STATED EXERCISE:
Lay out the lines of the listing from the one containing "If you would be willing to indicate the stone path" through the end as a Markdown table with columns named Row and Line, leaving out any blank lines.

Entries from a point annotation set
^^^^^^^^^^^^^^^^
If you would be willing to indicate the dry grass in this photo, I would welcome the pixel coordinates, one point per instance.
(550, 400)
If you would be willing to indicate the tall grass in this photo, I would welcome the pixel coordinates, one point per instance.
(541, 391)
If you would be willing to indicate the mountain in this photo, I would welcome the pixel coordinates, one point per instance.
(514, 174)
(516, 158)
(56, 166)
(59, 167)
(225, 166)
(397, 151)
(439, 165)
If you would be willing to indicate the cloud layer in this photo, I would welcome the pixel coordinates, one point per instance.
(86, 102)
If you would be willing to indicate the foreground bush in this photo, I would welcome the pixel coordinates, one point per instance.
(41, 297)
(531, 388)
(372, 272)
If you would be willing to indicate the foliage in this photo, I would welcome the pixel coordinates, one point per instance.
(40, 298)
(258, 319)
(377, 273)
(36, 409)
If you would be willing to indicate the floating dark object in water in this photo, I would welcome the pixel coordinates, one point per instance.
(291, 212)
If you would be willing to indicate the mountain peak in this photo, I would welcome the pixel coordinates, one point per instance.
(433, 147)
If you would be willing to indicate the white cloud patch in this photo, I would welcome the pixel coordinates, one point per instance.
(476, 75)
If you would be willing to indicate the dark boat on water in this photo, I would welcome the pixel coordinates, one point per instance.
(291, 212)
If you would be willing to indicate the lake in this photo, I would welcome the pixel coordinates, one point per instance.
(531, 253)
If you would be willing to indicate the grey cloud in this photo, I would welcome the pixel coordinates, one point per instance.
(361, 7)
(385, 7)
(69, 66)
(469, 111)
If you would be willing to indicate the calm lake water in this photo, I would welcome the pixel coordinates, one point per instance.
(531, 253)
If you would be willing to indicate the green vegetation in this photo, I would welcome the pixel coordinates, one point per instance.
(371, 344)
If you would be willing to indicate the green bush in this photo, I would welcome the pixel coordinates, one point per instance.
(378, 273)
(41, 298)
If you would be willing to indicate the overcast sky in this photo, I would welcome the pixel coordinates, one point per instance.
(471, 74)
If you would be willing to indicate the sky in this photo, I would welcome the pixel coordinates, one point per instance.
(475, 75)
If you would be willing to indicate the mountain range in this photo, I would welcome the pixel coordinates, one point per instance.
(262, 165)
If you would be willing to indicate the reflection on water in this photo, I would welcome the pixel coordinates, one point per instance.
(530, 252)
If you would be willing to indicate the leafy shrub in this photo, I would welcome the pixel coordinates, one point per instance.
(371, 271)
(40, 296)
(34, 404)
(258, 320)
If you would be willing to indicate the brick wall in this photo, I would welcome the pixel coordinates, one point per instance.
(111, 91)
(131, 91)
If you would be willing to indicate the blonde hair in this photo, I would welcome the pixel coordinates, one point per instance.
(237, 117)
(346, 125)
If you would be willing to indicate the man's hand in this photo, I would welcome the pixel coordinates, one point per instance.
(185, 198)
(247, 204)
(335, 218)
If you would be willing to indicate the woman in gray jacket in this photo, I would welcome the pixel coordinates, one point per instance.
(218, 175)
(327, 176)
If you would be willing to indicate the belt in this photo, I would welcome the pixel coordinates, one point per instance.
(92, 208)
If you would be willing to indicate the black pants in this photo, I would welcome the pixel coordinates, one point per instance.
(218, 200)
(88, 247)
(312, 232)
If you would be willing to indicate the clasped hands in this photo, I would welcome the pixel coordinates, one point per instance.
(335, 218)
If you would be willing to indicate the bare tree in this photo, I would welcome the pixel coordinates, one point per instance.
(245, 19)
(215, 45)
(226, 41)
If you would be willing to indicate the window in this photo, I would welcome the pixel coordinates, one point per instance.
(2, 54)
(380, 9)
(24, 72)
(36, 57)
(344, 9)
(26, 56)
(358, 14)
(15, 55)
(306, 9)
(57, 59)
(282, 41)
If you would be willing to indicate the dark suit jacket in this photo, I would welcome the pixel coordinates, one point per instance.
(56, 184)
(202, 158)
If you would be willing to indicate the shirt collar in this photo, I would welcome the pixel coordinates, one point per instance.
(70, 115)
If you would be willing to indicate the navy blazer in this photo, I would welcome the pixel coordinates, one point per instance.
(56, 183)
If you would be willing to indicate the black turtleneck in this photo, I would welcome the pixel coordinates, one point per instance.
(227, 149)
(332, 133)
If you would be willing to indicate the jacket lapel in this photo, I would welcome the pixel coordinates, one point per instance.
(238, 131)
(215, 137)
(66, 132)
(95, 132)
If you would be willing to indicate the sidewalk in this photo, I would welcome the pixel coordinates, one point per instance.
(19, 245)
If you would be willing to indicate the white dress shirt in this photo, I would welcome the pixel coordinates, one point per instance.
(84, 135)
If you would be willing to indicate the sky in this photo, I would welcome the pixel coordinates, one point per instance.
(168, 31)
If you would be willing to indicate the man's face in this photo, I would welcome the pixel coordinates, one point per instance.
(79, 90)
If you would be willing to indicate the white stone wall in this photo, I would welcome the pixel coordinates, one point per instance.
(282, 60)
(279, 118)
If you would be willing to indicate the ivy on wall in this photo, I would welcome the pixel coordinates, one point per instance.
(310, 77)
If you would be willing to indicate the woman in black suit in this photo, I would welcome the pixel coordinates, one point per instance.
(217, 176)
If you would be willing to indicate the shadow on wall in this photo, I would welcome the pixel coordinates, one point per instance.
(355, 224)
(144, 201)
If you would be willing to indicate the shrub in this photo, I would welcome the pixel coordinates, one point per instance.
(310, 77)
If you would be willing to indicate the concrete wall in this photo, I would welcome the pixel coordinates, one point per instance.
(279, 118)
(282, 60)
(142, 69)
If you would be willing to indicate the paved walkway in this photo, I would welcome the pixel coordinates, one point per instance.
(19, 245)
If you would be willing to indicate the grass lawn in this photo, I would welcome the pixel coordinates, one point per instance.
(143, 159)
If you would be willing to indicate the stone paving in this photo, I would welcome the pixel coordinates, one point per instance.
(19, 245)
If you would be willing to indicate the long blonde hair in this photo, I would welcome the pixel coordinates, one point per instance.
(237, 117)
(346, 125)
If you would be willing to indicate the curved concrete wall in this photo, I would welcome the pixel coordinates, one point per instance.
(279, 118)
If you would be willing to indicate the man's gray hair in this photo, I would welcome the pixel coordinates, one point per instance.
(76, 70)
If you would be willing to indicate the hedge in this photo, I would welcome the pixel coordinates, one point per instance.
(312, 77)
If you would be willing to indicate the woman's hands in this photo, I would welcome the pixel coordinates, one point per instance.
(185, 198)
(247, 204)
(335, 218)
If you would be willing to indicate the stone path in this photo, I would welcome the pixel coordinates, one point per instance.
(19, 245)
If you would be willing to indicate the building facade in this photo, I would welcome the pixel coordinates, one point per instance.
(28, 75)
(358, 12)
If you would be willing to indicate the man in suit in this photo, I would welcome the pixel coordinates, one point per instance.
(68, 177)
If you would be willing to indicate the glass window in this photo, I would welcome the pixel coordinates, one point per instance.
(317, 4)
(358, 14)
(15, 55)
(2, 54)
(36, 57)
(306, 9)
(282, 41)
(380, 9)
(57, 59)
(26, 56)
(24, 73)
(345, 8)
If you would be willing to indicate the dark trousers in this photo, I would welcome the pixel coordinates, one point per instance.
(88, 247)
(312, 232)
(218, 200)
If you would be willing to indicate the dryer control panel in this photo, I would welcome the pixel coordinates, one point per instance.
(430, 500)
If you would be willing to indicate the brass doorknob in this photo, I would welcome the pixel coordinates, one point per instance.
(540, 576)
^^^^^^^^^^^^^^^^
TASK SOLUTION:
| Row | Line |
|---|---|
| 1 | If you would be willing to indicate the stone path in this photo, I would welcome the pixel coordinates, one point per instance. |
| 2 | (19, 245) |
| 3 | If you would be willing to indicate the building facade in this photo, I would welcome the pixel coordinates, one point per instance. |
| 4 | (28, 75) |
| 5 | (358, 12) |
| 6 | If you would be willing to indicate the man in suit in this photo, I would welcome the pixel coordinates, one point per instance. |
| 7 | (68, 177) |
| 8 | If you would be willing to indicate the glass window in this photo, I would welcome the pixel coordinates, one point per instance. |
| 9 | (317, 4) |
| 10 | (358, 14) |
| 11 | (15, 55) |
| 12 | (2, 54) |
| 13 | (36, 57) |
| 14 | (306, 9) |
| 15 | (282, 41) |
| 16 | (380, 9) |
| 17 | (57, 59) |
| 18 | (26, 56) |
| 19 | (24, 73) |
| 20 | (345, 8) |
| 21 | If you would be willing to indicate the dark trousers in this photo, I would welcome the pixel coordinates, one point per instance. |
| 22 | (88, 247) |
| 23 | (312, 232) |
| 24 | (218, 200) |
| 25 | If you would be willing to indicate the dryer control panel in this photo, I would welcome the pixel coordinates, one point per instance. |
| 26 | (430, 500) |
| 27 | If you would be willing to indicate the brass doorknob in this photo, I would welcome the pixel coordinates, one point per instance. |
| 28 | (540, 576) |